▶ _任务 1_: 把“给出的行”里从最开头一直到带有“positive clicks: (293, 298) (300, 338)”的那一行原样照抄，头尾两行都要，图片不用抄。

══ 要读的文字

摘要
我们提出ARTrack,一种用于视觉目标跟踪的自回归框架。ARTrack将跟踪任务建模为坐标序列的解释问题,通过逐步估计目标轨迹,其中当前的估计结果由先前状态推导而来,同时又会影响后续的轨迹序列。这种时间自回归的建模方式能够有效捕捉轨迹在时序上的演化过程,从而在帧间持续追踪目标,显著优于仅关注单帧定位精度的传统模板匹配类跟踪器。ARTrack结构简洁直接,无需定制化的定位头或后处理步骤。尽管架构简单,ARTrack在主流基准数据集上仍取得了当前最优的跟踪性能。
基准测试
| 基准 | 方法 | 指标 |
|---|---|---|
| video-object-tracking-on-nv-vot211 | ARTrack-L | AUC: 35.92 Precision: 51.64 |
| visual-object-tracking-on-got-10k | ARTrack-L | Average Overlap: 78.5 Success Rate 0.5: 87.4 Success Rate 0.75: 77.8 |
| visual-object-tracking-on-lasot | ARTrack-L | AUC: 73.1 Normalized Precision: 82.2 Precision: 80.3 |
| visual-object-tracking-on-lasot-ext | ARTrack-L | AUC: 52.8 Normalized Precision: 62.9 Precision: 59.7 |
| visual-object-tracking-on-tnl2k | ARTrack-L | AUC: 60.3 |
| visual-object-tracking-on-trackingnet | ARTrack-L | Accuracy: 85.6 Normalized Precision: 89.6 Precision: 86.0 |
| visual-object-tracking-on-uav123 | ARTrack-L | AUC: 0.712 |
| visual-tracking-on-tnl2k | ARTrack-L | AUC: 60.3 |

════

▶ _任务 2_: 把上面讲ARTrack的这段文字一字不差地照抄下来。

══ 给出的行

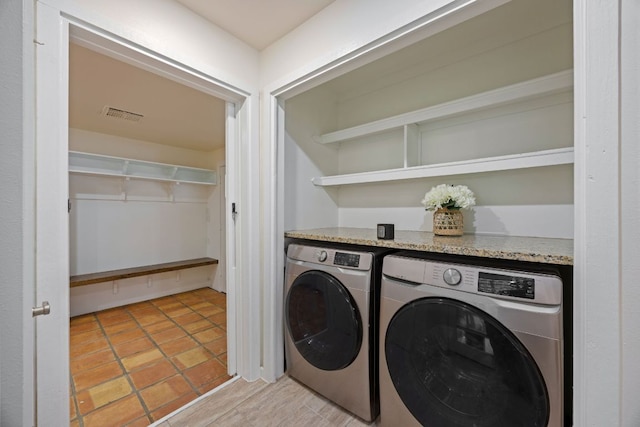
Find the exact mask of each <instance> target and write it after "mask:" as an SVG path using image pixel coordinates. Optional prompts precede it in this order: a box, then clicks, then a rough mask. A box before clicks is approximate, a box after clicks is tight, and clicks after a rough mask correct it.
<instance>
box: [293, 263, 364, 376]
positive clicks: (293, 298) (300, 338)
mask: <svg viewBox="0 0 640 427" xmlns="http://www.w3.org/2000/svg"><path fill="white" fill-rule="evenodd" d="M285 304H286V306H285V316H286V324H287V330H288V333H289V336H290V337H291V340H292V341H293V343H294V344H295V346H296V348H297V349H298V351H299V352H300V354H301V355H302V356H303V357H304V358H305V359H306V360H307V362H309V363H310V364H312V365H313V366H315V367H317V368H319V369H323V370H327V371H331V370H337V369H342V368H345V367H347V366H349V365H350V364H351V362H353V360H354V359H355V358H356V356H357V355H358V353H359V351H360V347H361V345H362V321H361V317H360V313H359V311H358V307H357V305H356V303H355V301H354V300H353V298H352V296H351V294H350V293H349V291H348V290H347V288H345V286H344V285H343V284H342V283H341V282H340V281H339V280H338V279H336V278H335V277H333V276H332V275H330V274H328V273H325V272H323V271H316V270H311V271H306V272H304V273H302V274H301V275H300V276H298V277H297V278H296V279H295V281H294V282H293V283H292V285H291V288H290V289H289V292H288V294H287V298H286V301H285Z"/></svg>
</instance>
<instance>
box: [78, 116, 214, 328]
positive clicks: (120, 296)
mask: <svg viewBox="0 0 640 427" xmlns="http://www.w3.org/2000/svg"><path fill="white" fill-rule="evenodd" d="M69 147H70V149H71V150H74V151H81V152H89V153H95V154H103V155H111V156H116V157H125V158H132V159H137V160H145V161H154V162H160V163H168V164H175V165H181V166H192V167H200V168H209V169H214V170H217V167H218V166H219V165H220V164H223V163H224V154H225V149H224V148H220V149H216V150H214V151H211V152H202V151H196V150H189V149H184V148H178V147H172V146H166V145H162V144H156V143H153V142H149V141H141V140H134V139H129V138H121V137H117V136H113V135H105V134H100V133H95V132H89V131H85V130H81V129H70V133H69ZM214 165H215V166H214ZM223 195H224V189H221V188H220V186H219V185H215V186H209V185H197V184H184V183H183V184H180V185H174V184H171V183H167V182H163V181H154V180H136V179H131V180H125V179H124V178H121V177H106V176H94V175H86V174H78V173H71V174H70V177H69V196H70V199H71V204H72V209H71V212H70V215H69V225H70V227H69V228H70V274H71V275H78V274H88V273H95V272H101V271H110V270H117V269H122V268H131V267H138V266H144V265H153V264H160V263H165V262H172V261H180V260H187V259H194V258H202V257H213V258H216V259H219V257H220V255H221V253H222V252H221V243H222V240H221V231H222V230H221V222H220V212H221V210H220V205H221V203H222V199H221V198H222V197H223ZM219 261H220V264H218V265H215V266H211V267H201V268H197V269H189V270H184V271H181V272H180V273H172V274H160V275H153V276H151V277H143V278H135V279H126V280H121V281H119V284H118V286H113V284H112V283H101V284H95V285H90V286H83V287H80V288H73V289H71V295H70V299H71V305H70V309H71V315H72V316H76V315H80V314H84V313H88V312H93V311H98V310H103V309H105V308H110V307H115V306H119V305H124V304H129V303H132V302H137V301H141V300H147V299H151V298H157V297H160V296H164V295H168V294H171V293H177V292H184V291H187V290H190V289H195V288H197V287H202V286H211V287H214V288H215V289H221V288H223V287H224V284H222V283H220V281H221V280H223V279H224V277H223V276H222V269H223V268H224V263H223V262H224V260H220V259H219Z"/></svg>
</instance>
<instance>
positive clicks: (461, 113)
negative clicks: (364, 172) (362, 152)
mask: <svg viewBox="0 0 640 427" xmlns="http://www.w3.org/2000/svg"><path fill="white" fill-rule="evenodd" d="M572 87H573V70H566V71H562V72H559V73H555V74H550V75H548V76H544V77H540V78H537V79H533V80H528V81H525V82H522V83H517V84H514V85H510V86H504V87H501V88H499V89H495V90H491V91H488V92H483V93H480V94H477V95H472V96H469V97H466V98H461V99H457V100H455V101H450V102H446V103H443V104H438V105H434V106H431V107H427V108H423V109H421V110H416V111H412V112H409V113H405V114H400V115H397V116H393V117H388V118H385V119H382V120H376V121H374V122H370V123H366V124H363V125H360V126H354V127H350V128H347V129H342V130H338V131H335V132H330V133H326V134H323V135H320V136H318V137H316V138H315V140H316V142H318V143H321V144H331V143H337V142H344V141H348V140H351V139H355V138H360V137H363V136H367V135H374V134H377V133H382V132H387V131H390V130H393V129H399V128H402V127H404V126H407V125H413V124H420V123H425V122H428V121H431V120H436V119H442V118H445V117H451V116H455V115H459V114H464V113H470V112H473V111H477V110H482V109H485V108H490V107H496V106H499V105H505V104H510V103H514V102H518V101H524V100H526V99H530V98H535V97H539V96H543V95H550V94H553V93H557V92H562V91H566V90H569V89H571V88H572Z"/></svg>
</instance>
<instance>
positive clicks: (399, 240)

════

▶ _答案 1_:
Find the exact mask of each <instance> target and write it after "mask:" as an SVG path using image pixel coordinates. Optional prompts precede it in this order: a box, then clicks, then a rough mask. A box before clicks is approximate, a box after clicks is tight, and clicks after a rough mask correct it.
<instance>
box: [293, 263, 364, 376]
positive clicks: (293, 298) (300, 338)

▶ _答案 2_:
摘要
我们提出ARTrack,一种用于视觉目标跟踪的自回归框架。ARTrack将跟踪任务建模为坐标序列的解释问题,通过逐步估计目标轨迹,其中当前的估计结果由先前状态推导而来,同时又会影响后续的轨迹序列。这种时间自回归的建模方式能够有效捕捉轨迹在时序上的演化过程,从而在帧间持续追踪目标,显著优于仅关注单帧定位精度的传统模板匹配类跟踪器。ARTrack结构简洁直接,无需定制化的定位头或后处理步骤。尽管架构简单,ARTrack在主流基准数据集上仍取得了当前最优的跟踪性能。
基准测试
| 基准 | 方法 | 指标 |
|---|---|---|
| video-object-tracking-on-nv-vot211 | ARTrack-L | AUC: 35.92 Precision: 51.64 |
| visual-object-tracking-on-got-10k | ARTrack-L | Average Overlap: 78.5 Success Rate 0.5: 87.4 Success Rate 0.75: 77.8 |
| visual-object-tracking-on-lasot | ARTrack-L | AUC: 73.1 Normalized Precision: 82.2 Precision: 80.3 |
| visual-object-tracking-on-lasot-ext | ARTrack-L | AUC: 52.8 Normalized Precision: 62.9 Precision: 59.7 |
| visual-object-tracking-on-tnl2k | ARTrack-L | AUC: 60.3 |
| visual-object-tracking-on-trackingnet | ARTrack-L | Accuracy: 85.6 Normalized Precision: 89.6 Precision: 86.0 |
| visual-object-tracking-on-uav123 | ARTrack-L | AUC: 0.712 |
| visual-tracking-on-tnl2k | ARTrack-L | AUC: 60.3 |